▶ _TEXTE SOURCE_
#####

Spécial Cannes (7) – « Emilia Perez » de Jacques Audiard
Esther Heboyan a vu pour vous – « Emilia Perez », une comédie musicale noire fourre-tout, un film de compétition de Jacques Audiard.

(Cannes, Esther Heboyan) – Emilia Perez de Jacques Audiard est un autre conte sur notre époque dont le héros est un méchant chef de cartel mexicain, nommé Manitas del Monte, qui changera de sexe pour s’appeler Emilia Perez (Karla Sofia Gascon) et qui, à un moment de sa nouvelle vie, voudra faire le bien comme, par exemple, déterrer les cadavres des gens qu’il a fait assassiner afin de les rendre à leurs proches. Pour le seconder dans ses ambitions, il engage l’avocate Rita Moro Castro (Zoe Saldana). Se sachant mal rémunérée et ne supportant plus les mascarades de la justice dans son pays (maris meurtriers acquittés), Rita accepte l’argent sale de la drogue et les missions qui lui sont confiées. Un chirurgien esthétique est trouvé à Tel Aviv. Jessi (Selena Gomez), la femme de Manitas, est envoyée en Suisse avec ses deux enfants. La disparition du baron de la drogue est savamment orchestrée. Lorsque quatre années plus tard, Rita croise Emilia à un dîner mondain à Londres, leur collaboration reprend sous un autre angle. Et tout le monde retourne au Mexique où Emilia, se faisant passer pour la sœur de Manitas, héberge, cajole et surveille sa femme Jessi et leurs deux enfants.
Mais Audiard ne s’est pas contenté de raconter une histoire de gangster tout-puissant qui rêvait de devenir une femme. Audiard y a ajouté la magie, ou la fantaisie, de la comédie musicale. Oui, Emilia Perez est bien une comédie musicale. Et pourquoi pas ? Zoe Saldana y danse comme Cyd Charisse et chante tantôt comme une militante rageant contre le climat d’injustice, tantôt comme une porte-parole avisée s’entretenant avec un chirurgien. La comédie musicale, ici, n’est pas une rêverie à la Stanley Donen ou Vincente Minelli, mais un opéra avec des dialogues chantés ou des scènes chorales, à mi-chemin entre Bertolt Brecht et Leonard Bernstein. Audiard l’a osé.

#####

▶ _ENTRÉES DE DONNÉES_

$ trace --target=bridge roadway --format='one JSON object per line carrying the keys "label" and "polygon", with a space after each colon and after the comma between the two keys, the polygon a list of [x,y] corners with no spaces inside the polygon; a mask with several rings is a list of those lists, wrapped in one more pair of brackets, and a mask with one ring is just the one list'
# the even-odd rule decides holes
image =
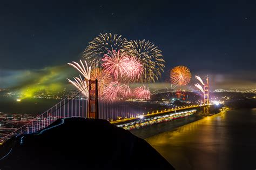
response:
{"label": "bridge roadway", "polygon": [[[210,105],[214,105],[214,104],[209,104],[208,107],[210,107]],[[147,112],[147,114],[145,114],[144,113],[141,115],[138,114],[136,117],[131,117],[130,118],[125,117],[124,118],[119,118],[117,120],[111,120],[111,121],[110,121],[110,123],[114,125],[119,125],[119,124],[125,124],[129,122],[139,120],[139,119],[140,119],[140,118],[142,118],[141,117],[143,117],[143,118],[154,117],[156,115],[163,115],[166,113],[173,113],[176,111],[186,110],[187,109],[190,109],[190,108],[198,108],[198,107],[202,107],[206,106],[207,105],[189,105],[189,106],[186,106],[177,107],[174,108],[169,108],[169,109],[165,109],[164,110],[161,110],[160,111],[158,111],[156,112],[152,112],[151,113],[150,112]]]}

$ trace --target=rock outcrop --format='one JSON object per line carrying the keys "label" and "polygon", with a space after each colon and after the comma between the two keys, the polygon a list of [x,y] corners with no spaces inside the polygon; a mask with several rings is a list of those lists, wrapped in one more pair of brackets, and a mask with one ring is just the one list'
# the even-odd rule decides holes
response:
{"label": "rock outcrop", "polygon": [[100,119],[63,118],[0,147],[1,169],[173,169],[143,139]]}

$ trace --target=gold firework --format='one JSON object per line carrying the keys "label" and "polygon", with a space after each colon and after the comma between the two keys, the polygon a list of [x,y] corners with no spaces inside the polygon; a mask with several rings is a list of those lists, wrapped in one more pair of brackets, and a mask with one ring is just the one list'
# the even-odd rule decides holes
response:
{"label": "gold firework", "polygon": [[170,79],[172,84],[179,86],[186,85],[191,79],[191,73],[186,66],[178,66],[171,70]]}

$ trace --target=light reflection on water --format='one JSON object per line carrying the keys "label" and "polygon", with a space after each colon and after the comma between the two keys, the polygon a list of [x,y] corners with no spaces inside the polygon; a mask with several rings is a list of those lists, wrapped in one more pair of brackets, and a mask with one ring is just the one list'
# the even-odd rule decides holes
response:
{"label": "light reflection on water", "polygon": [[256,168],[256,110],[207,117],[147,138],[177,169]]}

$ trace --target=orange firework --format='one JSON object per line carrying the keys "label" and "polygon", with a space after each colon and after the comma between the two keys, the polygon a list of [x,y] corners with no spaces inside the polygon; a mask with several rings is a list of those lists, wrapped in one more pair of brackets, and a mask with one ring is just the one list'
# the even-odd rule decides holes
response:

#####

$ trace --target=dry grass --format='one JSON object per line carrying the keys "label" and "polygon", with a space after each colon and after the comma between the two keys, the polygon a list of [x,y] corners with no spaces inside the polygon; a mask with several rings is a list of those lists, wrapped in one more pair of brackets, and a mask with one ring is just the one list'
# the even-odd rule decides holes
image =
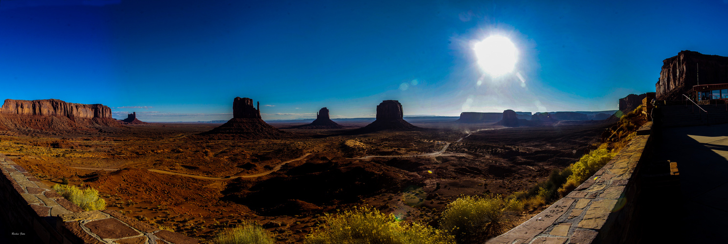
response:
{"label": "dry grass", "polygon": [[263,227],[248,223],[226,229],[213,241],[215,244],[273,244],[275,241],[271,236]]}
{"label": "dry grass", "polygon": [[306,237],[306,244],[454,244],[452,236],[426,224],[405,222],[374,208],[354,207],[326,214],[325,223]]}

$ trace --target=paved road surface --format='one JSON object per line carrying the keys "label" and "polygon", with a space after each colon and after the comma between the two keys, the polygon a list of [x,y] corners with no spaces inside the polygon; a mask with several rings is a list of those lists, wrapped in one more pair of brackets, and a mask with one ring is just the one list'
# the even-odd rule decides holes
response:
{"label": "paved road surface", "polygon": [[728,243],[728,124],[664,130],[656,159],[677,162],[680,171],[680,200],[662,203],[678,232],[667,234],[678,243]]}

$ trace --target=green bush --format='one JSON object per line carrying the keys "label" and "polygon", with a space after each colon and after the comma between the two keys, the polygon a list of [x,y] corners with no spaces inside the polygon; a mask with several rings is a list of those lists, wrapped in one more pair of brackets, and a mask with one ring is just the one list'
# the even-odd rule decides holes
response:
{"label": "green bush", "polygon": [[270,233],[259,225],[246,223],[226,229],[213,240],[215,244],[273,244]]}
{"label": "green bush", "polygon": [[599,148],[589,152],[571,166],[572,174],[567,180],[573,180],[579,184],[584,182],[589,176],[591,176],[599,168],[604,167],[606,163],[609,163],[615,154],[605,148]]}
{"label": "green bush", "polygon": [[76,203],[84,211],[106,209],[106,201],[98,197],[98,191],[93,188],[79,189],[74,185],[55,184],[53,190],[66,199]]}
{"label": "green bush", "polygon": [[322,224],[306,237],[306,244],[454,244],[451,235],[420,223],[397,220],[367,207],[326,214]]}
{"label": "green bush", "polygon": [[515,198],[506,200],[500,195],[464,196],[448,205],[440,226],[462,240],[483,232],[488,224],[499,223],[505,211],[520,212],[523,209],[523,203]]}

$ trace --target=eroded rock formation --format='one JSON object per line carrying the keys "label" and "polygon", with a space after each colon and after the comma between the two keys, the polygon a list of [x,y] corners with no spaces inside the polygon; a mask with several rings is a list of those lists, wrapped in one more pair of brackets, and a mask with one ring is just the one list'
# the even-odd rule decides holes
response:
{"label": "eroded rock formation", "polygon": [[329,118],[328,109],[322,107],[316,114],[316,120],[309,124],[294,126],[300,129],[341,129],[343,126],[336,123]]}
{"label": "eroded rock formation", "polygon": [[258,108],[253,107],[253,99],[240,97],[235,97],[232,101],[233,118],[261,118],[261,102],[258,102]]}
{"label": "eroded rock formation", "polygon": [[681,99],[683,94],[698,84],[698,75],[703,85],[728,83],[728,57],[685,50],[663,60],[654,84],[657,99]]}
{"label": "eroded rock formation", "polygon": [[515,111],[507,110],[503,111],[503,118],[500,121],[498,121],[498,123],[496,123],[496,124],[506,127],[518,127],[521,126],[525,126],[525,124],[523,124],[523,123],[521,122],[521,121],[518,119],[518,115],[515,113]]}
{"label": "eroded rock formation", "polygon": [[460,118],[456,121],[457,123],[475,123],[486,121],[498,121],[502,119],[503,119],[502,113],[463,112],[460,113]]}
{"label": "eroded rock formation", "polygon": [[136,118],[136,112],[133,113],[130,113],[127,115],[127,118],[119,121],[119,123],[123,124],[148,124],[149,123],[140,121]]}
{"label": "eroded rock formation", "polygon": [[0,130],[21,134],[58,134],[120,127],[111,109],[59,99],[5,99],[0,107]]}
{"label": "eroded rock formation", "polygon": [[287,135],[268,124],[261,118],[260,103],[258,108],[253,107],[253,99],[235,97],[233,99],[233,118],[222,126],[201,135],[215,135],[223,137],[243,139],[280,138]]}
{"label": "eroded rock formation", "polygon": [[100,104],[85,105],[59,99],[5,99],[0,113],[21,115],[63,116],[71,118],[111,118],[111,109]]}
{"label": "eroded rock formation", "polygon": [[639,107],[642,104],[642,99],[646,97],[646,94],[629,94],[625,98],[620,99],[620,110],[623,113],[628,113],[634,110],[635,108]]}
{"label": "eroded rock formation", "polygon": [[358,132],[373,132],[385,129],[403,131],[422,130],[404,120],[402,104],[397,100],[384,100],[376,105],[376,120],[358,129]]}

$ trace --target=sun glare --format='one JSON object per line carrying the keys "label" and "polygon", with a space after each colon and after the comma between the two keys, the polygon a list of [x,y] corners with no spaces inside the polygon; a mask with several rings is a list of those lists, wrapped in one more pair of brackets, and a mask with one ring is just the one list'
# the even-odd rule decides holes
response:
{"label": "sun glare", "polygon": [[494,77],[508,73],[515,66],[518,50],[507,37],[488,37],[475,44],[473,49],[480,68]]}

#####

▶ _CONSIGNE_
Prolongez la critique du film « Emilia Perez » en reprenant juste après sa dernière phrase.

▶ _RÉPONSE RÉDIGÉE_
Et pour avoir osé un tel défi, Audiard est pressenti pour la Palme d’or (si l’on écoute une certaine presse), ce qui récompenserait un troisième film français en quatre ans, depuis la reprise du Festival après le Covid (Titane de Julia Ducournau en 2021 ; Anatomie d’une chute de Justine Triet en 2023). Mais est-ce qu’Emilia Perez vaut vraiment une Palme d’or et selon quels critères ? Que serait le film sans sa musique signée Camille et Clément Ducol ? Une suite de sketchs de mauvais goût jusqu’à la béatification de l’ex-criminel ? Un récit aux innombrables rebondissements qui finissent par lasser ? En tant que spectateur, on en arrive à guetter plus la digression musicale que le développement de l’action qui, par endroits, relève du cartoon. Et l’on se dit qu’Audiard aurait pu aller encore plus loin dans son délire kitsch, que certains qualifient de « polar » ou de « thriller », en incluant des séquences d’animation. Après tout, l’improbable peut prendre plusieurs formes.
Dans Emilia Perez, on retiendra surtout la vitalité impeccable de Zoe Saldana (Neytiri dans Avatar 1 & Avatar 3 de James Cameron, 2006, 2025), la présence charnelle de l’actrice-chanteuse Selena Gomez (The Dead Don’t Die de Jim Jarmusch, Cannes 2019) et le jeu fabuleux de l’actrice espagnole trans Karla Sofia Gascon qui porte le film.